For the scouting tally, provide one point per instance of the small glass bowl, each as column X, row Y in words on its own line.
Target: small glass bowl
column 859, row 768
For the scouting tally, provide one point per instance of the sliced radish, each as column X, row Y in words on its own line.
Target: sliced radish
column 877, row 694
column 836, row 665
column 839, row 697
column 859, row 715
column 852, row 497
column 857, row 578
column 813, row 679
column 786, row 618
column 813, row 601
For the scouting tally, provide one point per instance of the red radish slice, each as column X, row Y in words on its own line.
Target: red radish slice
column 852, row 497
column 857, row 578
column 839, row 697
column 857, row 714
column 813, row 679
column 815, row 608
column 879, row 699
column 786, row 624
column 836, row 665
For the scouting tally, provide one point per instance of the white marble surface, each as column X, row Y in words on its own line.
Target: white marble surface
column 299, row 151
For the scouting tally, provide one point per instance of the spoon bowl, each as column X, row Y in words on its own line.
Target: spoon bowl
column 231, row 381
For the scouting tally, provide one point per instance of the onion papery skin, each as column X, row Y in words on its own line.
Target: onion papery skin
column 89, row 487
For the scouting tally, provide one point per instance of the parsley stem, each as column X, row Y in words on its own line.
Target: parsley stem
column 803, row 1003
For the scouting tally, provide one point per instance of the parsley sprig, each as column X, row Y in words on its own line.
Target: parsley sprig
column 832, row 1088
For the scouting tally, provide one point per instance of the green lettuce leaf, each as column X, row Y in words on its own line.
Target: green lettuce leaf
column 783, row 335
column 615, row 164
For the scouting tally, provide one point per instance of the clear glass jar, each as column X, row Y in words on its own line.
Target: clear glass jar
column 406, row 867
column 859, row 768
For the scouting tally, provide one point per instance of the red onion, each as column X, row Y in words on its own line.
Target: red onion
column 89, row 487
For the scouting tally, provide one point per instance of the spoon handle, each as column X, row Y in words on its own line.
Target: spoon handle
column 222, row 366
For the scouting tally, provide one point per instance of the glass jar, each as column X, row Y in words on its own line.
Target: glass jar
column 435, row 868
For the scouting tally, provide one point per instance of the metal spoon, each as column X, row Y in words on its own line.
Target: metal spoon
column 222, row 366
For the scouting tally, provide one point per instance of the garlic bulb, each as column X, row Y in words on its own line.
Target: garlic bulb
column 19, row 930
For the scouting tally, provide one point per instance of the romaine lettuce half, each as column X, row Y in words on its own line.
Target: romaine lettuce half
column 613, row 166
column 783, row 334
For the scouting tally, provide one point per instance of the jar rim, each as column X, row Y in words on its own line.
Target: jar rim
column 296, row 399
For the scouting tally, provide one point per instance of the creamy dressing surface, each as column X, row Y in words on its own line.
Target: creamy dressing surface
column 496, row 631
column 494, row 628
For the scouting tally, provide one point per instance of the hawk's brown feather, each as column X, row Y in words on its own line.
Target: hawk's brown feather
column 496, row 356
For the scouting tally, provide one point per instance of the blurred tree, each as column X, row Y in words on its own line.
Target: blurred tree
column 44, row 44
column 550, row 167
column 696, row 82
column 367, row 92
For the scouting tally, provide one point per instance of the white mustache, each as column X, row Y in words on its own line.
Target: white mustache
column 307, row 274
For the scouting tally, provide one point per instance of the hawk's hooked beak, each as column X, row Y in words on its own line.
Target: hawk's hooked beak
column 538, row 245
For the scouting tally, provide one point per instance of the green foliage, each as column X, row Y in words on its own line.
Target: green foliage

# # #

**Your task**
Print every line of the data above verbatim, from the first line through the last, without altering anything.

**Solution to this task**
For the scouting tally, provide one point per instance of the small glass bowl, each as column X, row Y in words on its own line.
Target: small glass bowl
column 859, row 768
For the scouting tally, provide one point per instance of the sliced radish, each as column X, row Y in words on its own line.
Target: sliced radish
column 877, row 694
column 836, row 665
column 839, row 697
column 859, row 715
column 852, row 497
column 857, row 578
column 813, row 679
column 786, row 618
column 813, row 601
For the scouting tally, provide one point per instance of the red radish slice, each as column X, row Y in words on its own line.
Target: red radish slice
column 852, row 497
column 857, row 578
column 839, row 697
column 857, row 714
column 813, row 679
column 815, row 608
column 879, row 699
column 786, row 624
column 836, row 665
For the scouting tally, provide one point per instance of the white marble surface, each as column X, row Y in words on its own line.
Target: white marble surface
column 299, row 151
For the scouting tally, provide one point per instance of the spoon bowl, each as column X, row Y in words on its own line.
Target: spoon bowl
column 231, row 381
For the scouting tally, provide one point per instance of the onion papery skin, each as column X, row Y in words on its own line.
Target: onion papery skin
column 89, row 487
For the scouting tally, provide one point per instance of the parsley stem, each as column X, row Y in words on its own line.
Target: parsley stem
column 803, row 1003
For the scouting tally, provide one point per instance of the parsley sprig, each as column X, row Y in words on its own line.
Target: parsley sprig
column 832, row 1088
For the scouting tally, provide one point per instance of the green lettuce leaf, each as column X, row Y in words on its own line.
Target: green lettuce leaf
column 783, row 335
column 615, row 164
For the scouting tally, provide one point per instance of the clear glass jar, each as column X, row Y in words on its own line.
Target: clear glass jar
column 406, row 867
column 859, row 768
For the scouting tally, provide one point per instance of the red onion, each as column X, row Y in words on its own line.
Target: red onion
column 89, row 487
For the scouting tally, provide one point per instance of the spoon handle, each as column X, row Y in words on its own line.
Target: spoon handle
column 222, row 366
For the scouting tally, provide one point per instance of the glass jar, each as column X, row Y in words on its own line.
Target: glass jar
column 435, row 868
For the scouting tally, provide one point per instance of the metal spoon, each as column X, row Y in words on its own line.
Target: metal spoon
column 222, row 366
For the scouting tally, provide one point per instance of the garlic bulb, each as column X, row Y in words on its own line.
Target: garlic bulb
column 19, row 930
For the scouting tally, provide one point per instance of the romaine lettuce half, each as column X, row Y in words on its own line.
Target: romaine lettuce half
column 613, row 166
column 783, row 334
For the scouting tally, provide one point per instance of the jar rim, each as column X, row Y in words on its own line.
Target: jar rim
column 296, row 399
For the scouting tally, provide one point per instance of the creamy dressing surface, each as column X, row Y in words on its own line.
Target: creamy dressing surface
column 496, row 631
column 494, row 628
For the scouting tally, provide one point per instance of the hawk's brown feather, each as column X, row Y in words on its own line.
Target: hawk's brown feather
column 496, row 356
For the scouting tally, provide one point per instance of the blurred tree, each as column X, row Y in words on its own line.
Target: blurred tree
column 44, row 44
column 550, row 167
column 696, row 82
column 367, row 92
For the scouting tally, provide one point per instance of the white mustache, each as column X, row Y in words on its own line.
Target: white mustache
column 307, row 274
For the scouting tally, provide one point per instance of the hawk's hooked beak, each as column X, row Y in words on its own line.
Target: hawk's hooked beak
column 538, row 245
For the scouting tally, provide one point per instance of the green foliage, each as column X, row Y in words on its own line.
Target: green foliage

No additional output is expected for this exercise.